» Passage to read

Center for Biological Diversity

For Immediate Release, June 3, 2022


Brett Hartl, (202) 817-8121,

EPA Finalizes Damaging Renewable Fuels Standard

Standard Harms Wildlife, Reduces Food Security, Undermines Climate Objectives

WASHINGTON— The Environmental Protection Agency is expected to finalize its renewable fuel standards for corn ethanol and other biofuels for 2020, 2021 and 2022 today, setting the 2022 required minimum volume for transportation sector use at roughly 15 billion gallons of corn ethanol and 5.63 billion gallons of advanced biofuels.

But the agency appears to have failed to properly assess biofuels’ substantial environmental harms, including damages from land conversion and additional pesticide and fertilizer use and the industry’s impacts on endangered species.

“Millions of acres are being pointlessly sacrificed just to grow corn to fuel gas-guzzling SUVs. Meanwhile the EPA looks the other way as our ocean dead zones grow, water pollution worsens, and endangered species suffer,” said Brett Hartl, government affairs director at the Center for Biological Diversity. “Two decades in, the renewable fuel program has proven to be a colossal boondoggle. It’s also given fodder to those who want to delay the transition to real climate and transportation solutions, including a rapid shift to electric vehicles.”

In its 2018 report to Congress, the EPA’s triennial report on the renewable fuel program concluded that 4 million to 7.8 million acres of land had been converted to growing corn and soybeans since the enactment of the program and that the rate of land conversion was higher in areas closer to ethanol biorefineries.

Because this corn is grown for fuel, there are fewer restrictions on the use of pesticides and fertilizers, which run off into nearby streams and rivers. This additional pollution harms endangered species such as the pallid sturgeon in the Mississippi River and worsens ocean dead zones, harming endangered sea turtles and other species.

» Assignment
According to the press release above, how much land did the EPA's 2018 report find had been converted to growing corn and soybeans since the renewable fuel program was enacted?

» Extracted records
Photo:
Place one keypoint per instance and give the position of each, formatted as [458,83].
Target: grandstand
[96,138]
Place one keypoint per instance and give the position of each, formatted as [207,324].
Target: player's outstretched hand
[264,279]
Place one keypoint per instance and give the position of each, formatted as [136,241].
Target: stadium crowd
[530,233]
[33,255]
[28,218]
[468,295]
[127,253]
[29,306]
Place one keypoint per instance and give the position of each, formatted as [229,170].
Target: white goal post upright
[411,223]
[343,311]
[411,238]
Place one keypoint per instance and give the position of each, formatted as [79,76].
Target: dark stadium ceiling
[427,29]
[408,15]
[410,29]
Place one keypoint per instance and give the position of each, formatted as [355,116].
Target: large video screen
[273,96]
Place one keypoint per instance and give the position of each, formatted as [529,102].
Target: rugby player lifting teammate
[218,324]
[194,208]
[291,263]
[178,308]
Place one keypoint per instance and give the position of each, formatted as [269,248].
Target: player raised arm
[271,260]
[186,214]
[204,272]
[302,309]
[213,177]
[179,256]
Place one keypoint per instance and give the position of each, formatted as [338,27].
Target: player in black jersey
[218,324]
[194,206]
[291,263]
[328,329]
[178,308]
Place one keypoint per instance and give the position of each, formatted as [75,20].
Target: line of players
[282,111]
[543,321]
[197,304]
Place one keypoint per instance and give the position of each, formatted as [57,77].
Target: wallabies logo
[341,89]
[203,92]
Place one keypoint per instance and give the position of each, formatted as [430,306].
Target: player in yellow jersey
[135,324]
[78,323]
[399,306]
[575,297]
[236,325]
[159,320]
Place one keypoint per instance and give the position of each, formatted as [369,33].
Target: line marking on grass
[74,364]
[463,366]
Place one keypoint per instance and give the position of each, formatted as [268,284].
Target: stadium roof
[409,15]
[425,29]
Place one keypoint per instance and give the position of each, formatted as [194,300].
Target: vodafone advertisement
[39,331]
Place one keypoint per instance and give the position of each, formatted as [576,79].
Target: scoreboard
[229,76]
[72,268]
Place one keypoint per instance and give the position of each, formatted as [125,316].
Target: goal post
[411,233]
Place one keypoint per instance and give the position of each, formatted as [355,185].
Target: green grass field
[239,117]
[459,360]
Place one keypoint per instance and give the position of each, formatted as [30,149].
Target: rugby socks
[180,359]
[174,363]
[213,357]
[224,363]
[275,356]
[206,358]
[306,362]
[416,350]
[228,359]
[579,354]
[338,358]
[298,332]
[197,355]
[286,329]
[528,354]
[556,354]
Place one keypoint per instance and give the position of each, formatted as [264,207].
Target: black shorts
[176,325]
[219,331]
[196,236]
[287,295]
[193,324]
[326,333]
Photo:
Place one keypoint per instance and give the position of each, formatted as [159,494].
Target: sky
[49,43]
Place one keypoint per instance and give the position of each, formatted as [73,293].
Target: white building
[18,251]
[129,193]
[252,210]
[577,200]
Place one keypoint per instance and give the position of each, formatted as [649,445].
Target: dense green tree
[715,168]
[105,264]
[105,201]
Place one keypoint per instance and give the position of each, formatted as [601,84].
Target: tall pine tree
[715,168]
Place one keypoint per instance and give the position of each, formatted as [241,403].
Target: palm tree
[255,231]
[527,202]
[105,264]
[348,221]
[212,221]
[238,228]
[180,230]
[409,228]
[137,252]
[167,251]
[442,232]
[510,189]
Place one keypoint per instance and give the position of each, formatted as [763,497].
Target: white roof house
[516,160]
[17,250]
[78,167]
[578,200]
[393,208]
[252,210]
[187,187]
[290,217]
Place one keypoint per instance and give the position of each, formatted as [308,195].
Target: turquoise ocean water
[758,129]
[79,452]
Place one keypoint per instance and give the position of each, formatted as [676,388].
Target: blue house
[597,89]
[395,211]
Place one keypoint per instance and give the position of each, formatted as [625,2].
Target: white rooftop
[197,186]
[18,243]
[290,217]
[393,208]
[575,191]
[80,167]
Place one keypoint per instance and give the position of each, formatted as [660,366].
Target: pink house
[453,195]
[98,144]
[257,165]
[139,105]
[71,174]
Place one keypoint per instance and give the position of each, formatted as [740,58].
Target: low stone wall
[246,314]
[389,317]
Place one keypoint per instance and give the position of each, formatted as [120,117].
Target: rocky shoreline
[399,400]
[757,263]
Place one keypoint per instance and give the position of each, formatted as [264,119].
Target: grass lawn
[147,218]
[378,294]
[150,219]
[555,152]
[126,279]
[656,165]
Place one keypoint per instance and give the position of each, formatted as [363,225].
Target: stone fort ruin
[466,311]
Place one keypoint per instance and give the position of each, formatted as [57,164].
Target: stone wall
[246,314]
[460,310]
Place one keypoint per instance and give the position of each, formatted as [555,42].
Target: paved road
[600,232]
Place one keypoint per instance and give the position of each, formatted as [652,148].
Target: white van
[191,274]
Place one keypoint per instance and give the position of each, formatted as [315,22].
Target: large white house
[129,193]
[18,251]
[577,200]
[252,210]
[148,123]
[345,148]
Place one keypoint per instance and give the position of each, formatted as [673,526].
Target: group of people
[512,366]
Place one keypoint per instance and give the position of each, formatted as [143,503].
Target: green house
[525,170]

» Exercise output
4 million to 7.8 million acres